__Gestellte Aufgabe__:
Ersetze im Beitrag über Stress in Beruf und Familie das Wort „Schlafstörungen“ durch „Schlafprobleme“. Gib dazu den Abschnitt zwischen „Bei alle dem“ und „und Rückenschmerzen, Erkältungserscheinungen).“ einschließlich erneut wieder.

== Ausgewählter Auszug

Ich bin neu hier und suche auf diesem Weg Hilfe.
Ich schreibe einfach 'mal, wie's mir momentan so geht:
ich habe derzeit im beruflichen Leben extremen Stress. Ich bin Leiter von drei Fachabteilungen mit insgesamt 19 Mitarbeitern an zwei Standorten. Seit Oktober habe ich einen neuen jungen (33 Jahre alt), dynamischen Vorgesetzten, der "frischen Wind" in die Firma bringen soll. Alle Gespräche, auch technischer Art, laufen in englisch ab, was ich kann, aber nicht bis in die notwendige technische Tiefe. Dadurch kommt es zu Missverständnissen, die von ihm dann als fehlende Kompetenz meinerseits betrachtet werden. Zudem werde ich gedrängt mehr zu "pushen" und "more pressure" auf das team (meine Mitarbeiter) auszuüben. Er selber sagt immer nur, was meine Aufgabe ist, gibt aber keinerlei Hilfestellung (scheint auch fachlich nicht sehr bewandert zu sein; reiner "Theoretiker").
Gleichzeitig wird das team verkleinert und parallel mehr Aufgaben "reingedrückt". Schon allein dadurch schlafe ich kaum noch und bin mit den Gedanken in der Nacht nur noch an den Problemen in der Firma.
Zusätzlich ist mein Vater jetzt mit massiven Altersdepressionen und Wahnvorstellungen ins Krankenhaus (geschlossene Psychiatrie) eingewiesen worden und ich muß mich auch noch darum kümmern.
Parallel kommt dazu, daß mein Vater als Hobby Holz machen hatte und wir deshalb einen zentralen Kaminofen als Heizung haben, den ich nun incl. allen "drum und 'dran auch noch "befeuern" darf.
Bei alle dem kommt meine kleine Tochter von 9 Jahren und meine Frau natürlich extrem zu kurz und ich belaste die ganz Familie mit meinen "negativen Gedanken".
Diese stellen sich als Zukunftsängste/Versagensängste extrem dar. Hinzu kommen die Schlafstörungen (ich schlafe seit rund 8 Wochen nur noch zwischen 3 und 4 Stunden jede Nacht) und die daraus auch resultierende komplette phyische Müdigkeit gepaart mit Krankheitssymptomen (Gelenk-, Kopf- und Rückenschmerzen, Erkältungserscheinungen).
Ich weiß derzeit kaum noch ein noch aus und auch die ersten Suizidgedanken kreisen schon in meinem Kopf.

====
== Bereitgestelltes Material

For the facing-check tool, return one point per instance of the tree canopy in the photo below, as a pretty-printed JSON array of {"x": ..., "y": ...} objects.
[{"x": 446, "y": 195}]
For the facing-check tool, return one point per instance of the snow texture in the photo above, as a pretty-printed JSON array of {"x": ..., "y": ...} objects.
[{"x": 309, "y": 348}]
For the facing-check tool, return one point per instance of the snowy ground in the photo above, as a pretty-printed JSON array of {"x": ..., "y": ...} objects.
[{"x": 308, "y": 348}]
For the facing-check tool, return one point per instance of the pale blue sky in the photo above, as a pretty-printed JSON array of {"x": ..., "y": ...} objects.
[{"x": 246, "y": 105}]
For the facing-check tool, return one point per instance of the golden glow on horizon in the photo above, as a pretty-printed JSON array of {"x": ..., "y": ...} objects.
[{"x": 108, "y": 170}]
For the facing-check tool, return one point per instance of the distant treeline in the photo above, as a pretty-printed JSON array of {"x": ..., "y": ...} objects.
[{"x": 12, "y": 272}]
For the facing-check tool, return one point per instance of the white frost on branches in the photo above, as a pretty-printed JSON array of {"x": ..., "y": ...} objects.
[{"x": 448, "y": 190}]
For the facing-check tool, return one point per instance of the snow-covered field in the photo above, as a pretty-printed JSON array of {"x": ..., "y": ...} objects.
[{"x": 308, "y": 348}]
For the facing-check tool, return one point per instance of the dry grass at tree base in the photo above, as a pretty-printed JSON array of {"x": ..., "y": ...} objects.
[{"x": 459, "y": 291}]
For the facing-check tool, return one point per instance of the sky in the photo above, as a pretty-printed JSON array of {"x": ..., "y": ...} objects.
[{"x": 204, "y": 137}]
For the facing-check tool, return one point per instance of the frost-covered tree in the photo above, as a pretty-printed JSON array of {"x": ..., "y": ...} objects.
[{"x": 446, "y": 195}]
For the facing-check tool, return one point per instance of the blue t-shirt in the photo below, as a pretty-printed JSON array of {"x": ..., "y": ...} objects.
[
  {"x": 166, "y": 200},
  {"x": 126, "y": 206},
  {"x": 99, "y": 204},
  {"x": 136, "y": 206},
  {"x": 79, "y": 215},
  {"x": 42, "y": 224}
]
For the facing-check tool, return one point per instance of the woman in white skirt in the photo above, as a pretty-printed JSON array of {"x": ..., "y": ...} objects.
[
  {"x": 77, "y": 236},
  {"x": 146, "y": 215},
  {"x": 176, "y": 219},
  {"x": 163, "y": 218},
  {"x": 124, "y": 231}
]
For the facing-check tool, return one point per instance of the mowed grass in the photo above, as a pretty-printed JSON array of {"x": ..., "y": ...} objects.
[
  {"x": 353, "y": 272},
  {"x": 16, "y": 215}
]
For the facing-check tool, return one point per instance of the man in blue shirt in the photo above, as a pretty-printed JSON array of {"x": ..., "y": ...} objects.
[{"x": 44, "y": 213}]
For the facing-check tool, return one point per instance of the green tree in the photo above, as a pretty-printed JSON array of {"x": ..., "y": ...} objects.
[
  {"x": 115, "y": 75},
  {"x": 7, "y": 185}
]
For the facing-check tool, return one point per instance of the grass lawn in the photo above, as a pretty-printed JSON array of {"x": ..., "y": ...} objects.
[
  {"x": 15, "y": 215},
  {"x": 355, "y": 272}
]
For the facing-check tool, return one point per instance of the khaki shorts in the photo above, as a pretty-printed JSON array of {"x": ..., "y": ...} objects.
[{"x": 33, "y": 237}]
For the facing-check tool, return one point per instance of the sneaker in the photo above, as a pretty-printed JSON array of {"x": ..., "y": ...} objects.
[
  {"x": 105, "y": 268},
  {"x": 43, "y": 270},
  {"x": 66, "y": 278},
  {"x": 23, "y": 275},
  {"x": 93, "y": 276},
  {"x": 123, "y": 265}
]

====

__Dein Antwortfeld__:
Bei alle dem kommt meine kleine Tochter von 9 Jahren und meine Frau natürlich extrem zu kurz und ich belaste die ganz Familie mit meinen "negativen Gedanken".
Diese stellen sich als Zukunftsängste/Versagensängste extrem dar. Hinzu kommen die Schlafprobleme (ich schlafe seit rund 8 Wochen nur noch zwischen 3 und 4 Stunden jede Nacht) und die daraus auch resultierende komplette phyische Müdigkeit gepaart mit Krankheitssymptomen (Gelenk-, Kopf- und Rückenschmerzen, Erkältungserscheinungen).